EXERCISE TEXT
Skip to content

W6 WarehouseProvider — design spec

  • Status: Draft
  • Date: 2026-05-12
  • Phase: v0.3.0 W6
  • Depends on: PR #38 (W3 ingest + scheduler) merged and warehouse populated
  • Supersedes / closes: sketch in 2026-05-08-tushare-integration-design.md §4.3.3 (15 lines, type signature only)

1. Background

By W6 the DuckDB warehouse will hold normalized A-share quotes ingested by the W3 scheduler (normalized_daily, normalized_daily_basic, normalized_adj_factor, plus the v_daily_full view defined in 01-data-layer.md §6.6.1). The existing in-memory TushareDailyProvider (PR #32) still pays Tushare per-request RTT (~250 ms average, plus per-quota cost) for every historical lookup. With the warehouse live, those requests should be served locally — Tushare becomes the backfill source, not the request path.

WarehouseProvider is the layer that turns warehouse rows into the same canonical Quote objects every other Provider returns, so Composer's existing routing logic continues to work unchanged.

The Composer ROUTES table (PR #34) already lists "warehouse" as the first entry for historical and CLOSED_FINAL paths, but the provider itself doesn't exist on main yet — Composer skips unregistered ids (spec §6.2). W6 fills that slot.

2. Goals

  1. Cold-cache historical reads land on warehouse, not Tushare. A request for (600519.SH, 2024-01-02) after daily_cache eviction must hit normalized_daily rather than burning a Tushare call.
  2. Identical Quote contract. Callers cannot tell whether a Quote came from warehouse or upstream. Units, adjustment factor handling, as_of semantics — all unchanged.
  3. Strict freshness boundary. A request whose target trade_date exceeds the warehouse's most-recent ingest must raise ProviderUnavailable, not silently serve a stale-by-a-week row. Composer falls back to Tushare.
  4. No background fetches. WarehouseProvider is read-only; ingest is W3's responsibility. The provider never writes.

3. Non-goals

  • Backfill on-demand. If a row is missing the provider raises and Composer falls back. Backfill is W3 scheduler's job.
  • Multi-DB sharding. Single DuckDB file per spec §3.6.
  • Cross-source merge inside the provider. If warehouse disagrees with upstream, that surfaces via AuditLog cross-source diff (W7 TDX), not in WarehouseProvider.

REQUIRED ACTIONS
**A)** Revise the WarehouseProvider spec's stretch from "The Composer ROUTES" through "semantics — all unchanged." so that "Dispatcher" stands in place of "Composer".
**B)** Write the part of the WarehouseProvider design spec that comes next, starting right after its last non-goal.

RECORDS PROVIDED

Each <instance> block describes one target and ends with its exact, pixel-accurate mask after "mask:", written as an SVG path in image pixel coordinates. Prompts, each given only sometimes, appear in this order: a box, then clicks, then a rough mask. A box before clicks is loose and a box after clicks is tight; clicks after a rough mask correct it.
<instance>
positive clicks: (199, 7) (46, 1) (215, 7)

--

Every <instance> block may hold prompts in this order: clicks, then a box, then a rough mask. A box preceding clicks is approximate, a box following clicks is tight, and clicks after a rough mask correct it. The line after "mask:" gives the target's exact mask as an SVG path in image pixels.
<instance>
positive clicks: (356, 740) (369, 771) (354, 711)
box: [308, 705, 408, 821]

* * *

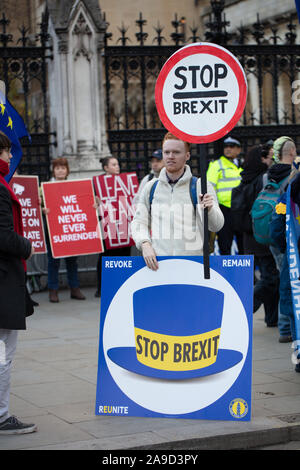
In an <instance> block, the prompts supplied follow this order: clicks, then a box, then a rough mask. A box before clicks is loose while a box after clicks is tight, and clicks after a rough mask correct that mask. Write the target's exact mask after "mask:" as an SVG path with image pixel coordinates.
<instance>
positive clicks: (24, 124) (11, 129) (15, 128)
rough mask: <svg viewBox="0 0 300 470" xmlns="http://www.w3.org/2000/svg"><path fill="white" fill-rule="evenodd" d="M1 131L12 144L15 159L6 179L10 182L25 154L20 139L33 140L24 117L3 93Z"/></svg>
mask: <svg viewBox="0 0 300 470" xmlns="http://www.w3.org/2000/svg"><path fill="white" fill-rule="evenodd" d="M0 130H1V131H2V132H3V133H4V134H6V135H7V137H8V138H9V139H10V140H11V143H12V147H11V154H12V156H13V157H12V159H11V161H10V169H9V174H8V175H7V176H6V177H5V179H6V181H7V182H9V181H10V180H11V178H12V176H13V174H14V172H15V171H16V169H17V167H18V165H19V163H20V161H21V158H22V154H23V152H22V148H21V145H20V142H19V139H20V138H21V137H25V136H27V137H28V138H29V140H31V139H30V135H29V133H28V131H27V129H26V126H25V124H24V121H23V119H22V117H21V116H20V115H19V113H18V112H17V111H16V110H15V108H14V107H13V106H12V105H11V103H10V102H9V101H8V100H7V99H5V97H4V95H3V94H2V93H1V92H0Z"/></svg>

TASK-BY-TASK OUTPUTS
**A)**
The Dispatcher ROUTES table (PR #34) already lists "warehouse" as the first entry for historical and CLOSED_FINAL paths, but the provider itself doesn't exist on main yet — Dispatcher skips unregistered ids (spec §6.2). W6 fills that slot.

2. Goals

  1. Cold-cache historical reads land on warehouse, not Tushare. A request for (600519.SH, 2024-01-02) after daily_cache eviction must hit normalized_daily rather than burning a Tushare call.
  2. Identical Quote contract. Callers cannot tell whether a Quote came from warehouse or upstream. Units, adjustment factor handling, as_of semantics — all unchanged.

**B)**
  • INTRADAY_QUOTE. Warehouse is daily-snapshot; real-time spot stays with AkshareSpotProvider. Composer's ROUTES already encode this.
  • Schema migrations. The provider reads whatever schema W3 wrote. Schema is owned by 01-data-layer §6.2.

4. Capability set

python
class WarehouseProvider(DataProvider):
    id: ClassVar[str] = "warehouse"
    capabilities: ClassVar[set[Capability]] = {
        Capability.DAILY_QUOTE_HISTORICAL,
        Capability.DAILY_QUOTE_LATEST,
        Capability.ADJ_FACTOR,
        Capability.FUNDAMENTALS_QUARTERLY,
        Capability.INDEX_DAILY,
    }

Five capabilities, mirroring the sketch in tushare-integration §4.3.3. Each backs onto a specific table or view; see §5.

INTRADAY_QUOTE is omitted on purpose — warehouse rows are end-of-day. Adding it would force Composer to skip warehouse for OPEN state lookups, which the existing ROUTES table already handles.

5. Read patterns (per capability)

5.1 DAILY_QUOTE_HISTORICAL — get_quote(code, trade_date=YYYY-MM-DD)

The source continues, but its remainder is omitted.